### WHAT TO PRODUCE
Show each line of the listing below that contains the word "tree", reproducing every such line in full.
[PROVIDED RECORDS start]
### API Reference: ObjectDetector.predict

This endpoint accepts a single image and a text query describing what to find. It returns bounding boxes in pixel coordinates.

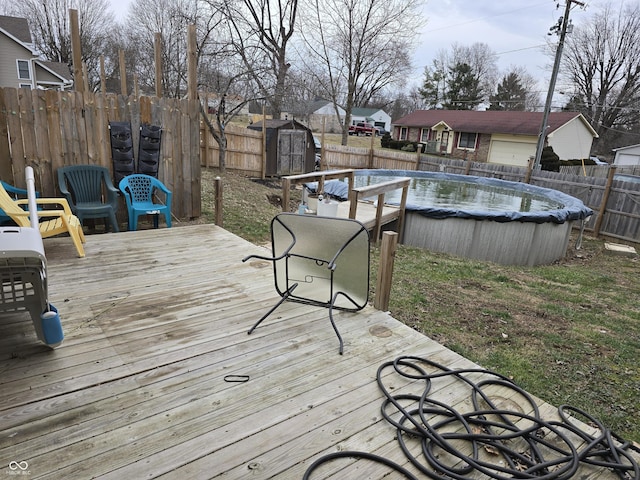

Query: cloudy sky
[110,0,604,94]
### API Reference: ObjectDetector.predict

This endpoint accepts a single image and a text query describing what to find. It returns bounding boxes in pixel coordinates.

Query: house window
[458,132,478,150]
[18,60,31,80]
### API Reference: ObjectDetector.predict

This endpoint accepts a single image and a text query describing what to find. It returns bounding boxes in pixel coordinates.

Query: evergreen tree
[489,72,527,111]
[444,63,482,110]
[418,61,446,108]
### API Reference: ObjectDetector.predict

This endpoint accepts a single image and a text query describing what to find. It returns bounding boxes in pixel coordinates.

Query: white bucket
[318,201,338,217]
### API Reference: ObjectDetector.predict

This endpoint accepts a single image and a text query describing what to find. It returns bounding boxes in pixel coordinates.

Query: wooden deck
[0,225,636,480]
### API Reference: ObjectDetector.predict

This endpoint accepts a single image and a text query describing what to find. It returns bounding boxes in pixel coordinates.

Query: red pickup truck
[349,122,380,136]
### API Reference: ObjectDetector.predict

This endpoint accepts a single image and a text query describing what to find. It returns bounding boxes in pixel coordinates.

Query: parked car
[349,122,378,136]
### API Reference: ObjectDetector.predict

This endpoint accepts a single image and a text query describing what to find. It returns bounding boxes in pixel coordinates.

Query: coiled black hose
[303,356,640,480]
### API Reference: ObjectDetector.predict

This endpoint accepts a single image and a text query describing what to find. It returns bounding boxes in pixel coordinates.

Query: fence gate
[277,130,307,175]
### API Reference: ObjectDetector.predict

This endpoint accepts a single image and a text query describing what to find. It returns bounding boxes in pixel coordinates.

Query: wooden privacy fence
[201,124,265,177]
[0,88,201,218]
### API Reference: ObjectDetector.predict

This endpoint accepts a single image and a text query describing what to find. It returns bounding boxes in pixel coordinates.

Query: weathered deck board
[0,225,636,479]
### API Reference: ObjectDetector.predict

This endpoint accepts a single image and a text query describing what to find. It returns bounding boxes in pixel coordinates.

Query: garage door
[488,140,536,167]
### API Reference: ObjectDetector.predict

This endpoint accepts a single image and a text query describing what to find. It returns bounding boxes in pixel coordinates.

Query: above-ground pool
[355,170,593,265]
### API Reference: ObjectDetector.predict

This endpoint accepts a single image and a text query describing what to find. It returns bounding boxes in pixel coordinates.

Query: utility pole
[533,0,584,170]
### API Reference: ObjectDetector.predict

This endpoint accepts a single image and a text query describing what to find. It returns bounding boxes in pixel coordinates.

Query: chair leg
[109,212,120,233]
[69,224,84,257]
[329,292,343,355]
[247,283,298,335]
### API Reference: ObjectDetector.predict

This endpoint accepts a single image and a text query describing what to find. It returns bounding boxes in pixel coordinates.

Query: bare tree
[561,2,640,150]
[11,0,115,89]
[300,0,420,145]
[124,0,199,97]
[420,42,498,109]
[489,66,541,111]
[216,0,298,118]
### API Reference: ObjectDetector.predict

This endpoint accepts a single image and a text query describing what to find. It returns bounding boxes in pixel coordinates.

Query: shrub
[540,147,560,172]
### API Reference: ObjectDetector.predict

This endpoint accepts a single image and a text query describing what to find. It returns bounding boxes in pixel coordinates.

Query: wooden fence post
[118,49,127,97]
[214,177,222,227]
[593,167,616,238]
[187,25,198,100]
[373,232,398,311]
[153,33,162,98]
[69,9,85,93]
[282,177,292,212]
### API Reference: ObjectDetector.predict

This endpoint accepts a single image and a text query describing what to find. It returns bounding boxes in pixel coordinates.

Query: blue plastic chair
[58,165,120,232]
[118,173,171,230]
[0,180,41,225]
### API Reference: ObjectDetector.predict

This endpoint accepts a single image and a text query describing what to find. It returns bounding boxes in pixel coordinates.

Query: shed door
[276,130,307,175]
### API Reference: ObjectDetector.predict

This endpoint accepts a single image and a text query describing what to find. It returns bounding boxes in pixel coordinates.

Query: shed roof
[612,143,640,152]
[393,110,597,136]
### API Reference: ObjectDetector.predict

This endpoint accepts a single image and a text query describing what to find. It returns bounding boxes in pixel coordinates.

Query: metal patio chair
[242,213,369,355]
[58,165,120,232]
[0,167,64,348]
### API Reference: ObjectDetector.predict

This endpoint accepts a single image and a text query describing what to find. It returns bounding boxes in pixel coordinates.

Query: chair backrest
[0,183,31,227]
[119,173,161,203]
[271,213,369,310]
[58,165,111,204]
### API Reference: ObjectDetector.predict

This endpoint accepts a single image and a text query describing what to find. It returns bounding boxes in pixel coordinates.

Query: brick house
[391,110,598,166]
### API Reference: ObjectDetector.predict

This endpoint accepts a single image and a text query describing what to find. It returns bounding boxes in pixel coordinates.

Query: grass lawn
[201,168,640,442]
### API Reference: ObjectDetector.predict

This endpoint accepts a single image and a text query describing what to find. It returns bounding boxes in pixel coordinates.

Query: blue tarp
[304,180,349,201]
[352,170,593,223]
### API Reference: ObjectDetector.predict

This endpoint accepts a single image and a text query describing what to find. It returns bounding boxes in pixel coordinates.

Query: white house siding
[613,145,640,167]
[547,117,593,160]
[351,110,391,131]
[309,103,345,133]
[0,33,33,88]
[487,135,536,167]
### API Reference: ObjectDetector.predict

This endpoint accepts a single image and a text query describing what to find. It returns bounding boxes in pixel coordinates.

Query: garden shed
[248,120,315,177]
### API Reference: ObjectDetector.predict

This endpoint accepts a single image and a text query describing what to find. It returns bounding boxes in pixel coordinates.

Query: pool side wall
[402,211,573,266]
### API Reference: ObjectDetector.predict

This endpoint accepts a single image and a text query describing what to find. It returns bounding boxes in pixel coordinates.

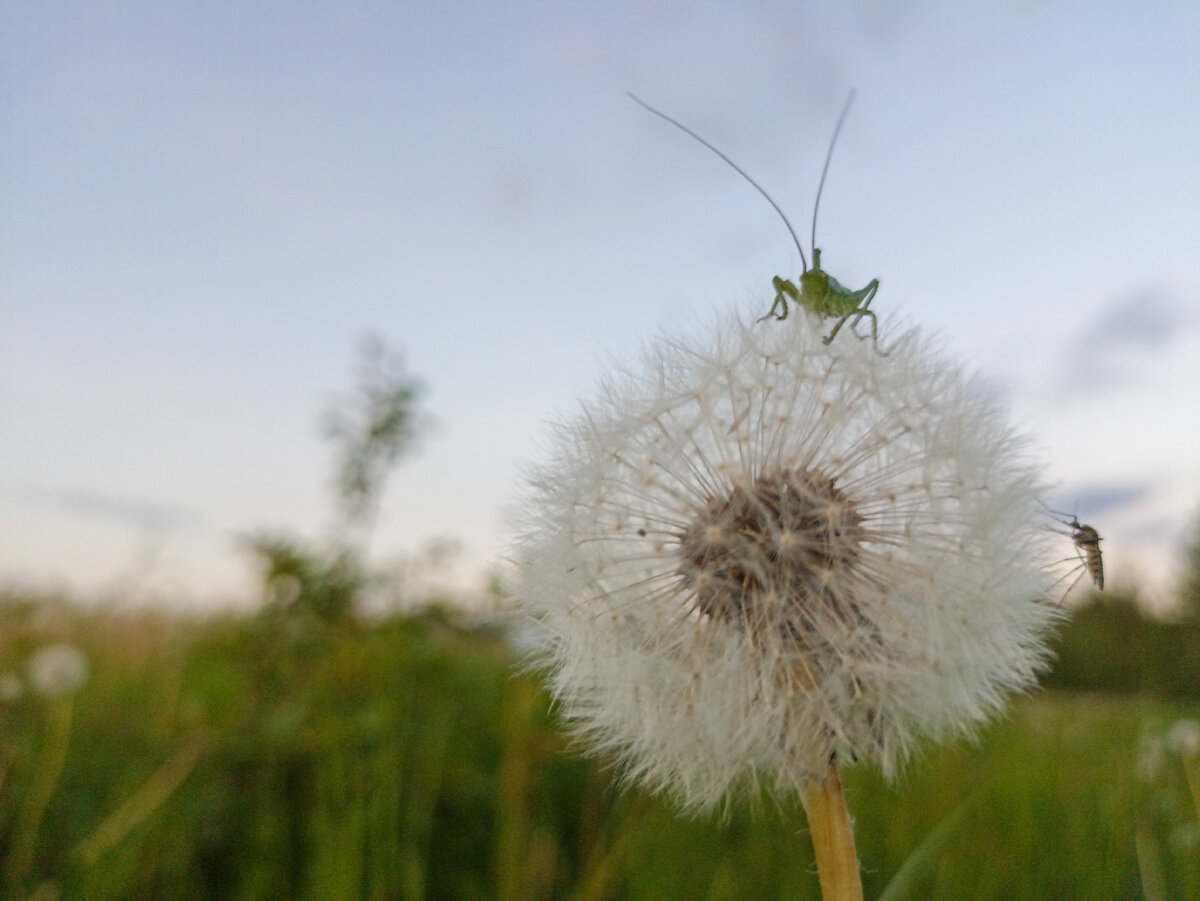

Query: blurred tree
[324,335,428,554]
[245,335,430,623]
[PROVIDED RECORDS end]
[PROVIDED RECORDS start]
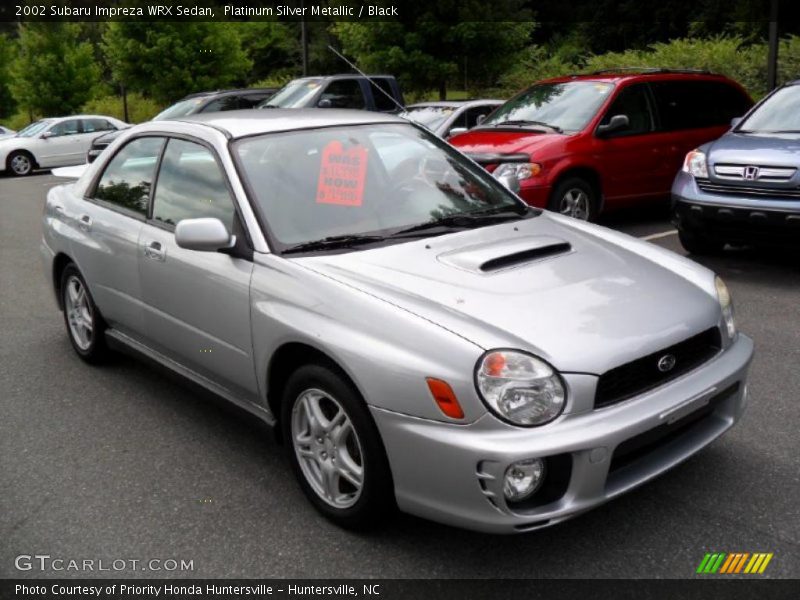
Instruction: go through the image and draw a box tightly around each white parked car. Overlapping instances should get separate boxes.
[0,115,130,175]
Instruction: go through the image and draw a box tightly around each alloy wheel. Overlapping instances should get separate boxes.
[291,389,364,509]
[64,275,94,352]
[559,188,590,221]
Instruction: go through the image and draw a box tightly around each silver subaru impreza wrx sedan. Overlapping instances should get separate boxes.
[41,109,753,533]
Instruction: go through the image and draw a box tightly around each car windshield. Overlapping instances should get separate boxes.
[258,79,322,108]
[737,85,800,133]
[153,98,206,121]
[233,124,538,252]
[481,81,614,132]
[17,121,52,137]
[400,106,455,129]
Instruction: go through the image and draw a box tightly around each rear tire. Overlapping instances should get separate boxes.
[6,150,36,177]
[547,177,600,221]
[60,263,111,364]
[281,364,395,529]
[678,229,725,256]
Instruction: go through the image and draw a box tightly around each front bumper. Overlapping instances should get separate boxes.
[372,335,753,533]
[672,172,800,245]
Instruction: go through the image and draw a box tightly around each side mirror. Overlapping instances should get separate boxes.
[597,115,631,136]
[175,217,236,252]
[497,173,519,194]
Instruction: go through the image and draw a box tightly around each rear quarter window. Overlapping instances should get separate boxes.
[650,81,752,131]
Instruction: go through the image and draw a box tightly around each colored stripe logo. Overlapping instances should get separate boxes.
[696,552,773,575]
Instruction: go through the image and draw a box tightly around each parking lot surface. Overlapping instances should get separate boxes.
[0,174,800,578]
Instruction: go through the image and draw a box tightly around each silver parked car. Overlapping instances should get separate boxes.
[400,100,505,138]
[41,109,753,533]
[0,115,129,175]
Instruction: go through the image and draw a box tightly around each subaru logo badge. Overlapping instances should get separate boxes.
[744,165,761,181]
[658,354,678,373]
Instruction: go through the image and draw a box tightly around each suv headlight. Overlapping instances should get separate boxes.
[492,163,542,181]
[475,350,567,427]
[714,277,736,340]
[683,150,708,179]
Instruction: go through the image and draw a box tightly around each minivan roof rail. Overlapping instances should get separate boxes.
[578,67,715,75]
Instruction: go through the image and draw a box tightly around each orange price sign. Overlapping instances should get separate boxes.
[PROVIDED RECORDS end]
### TASK RESULT
Query: evergreen tree
Query: bare tree
Query: blurred tree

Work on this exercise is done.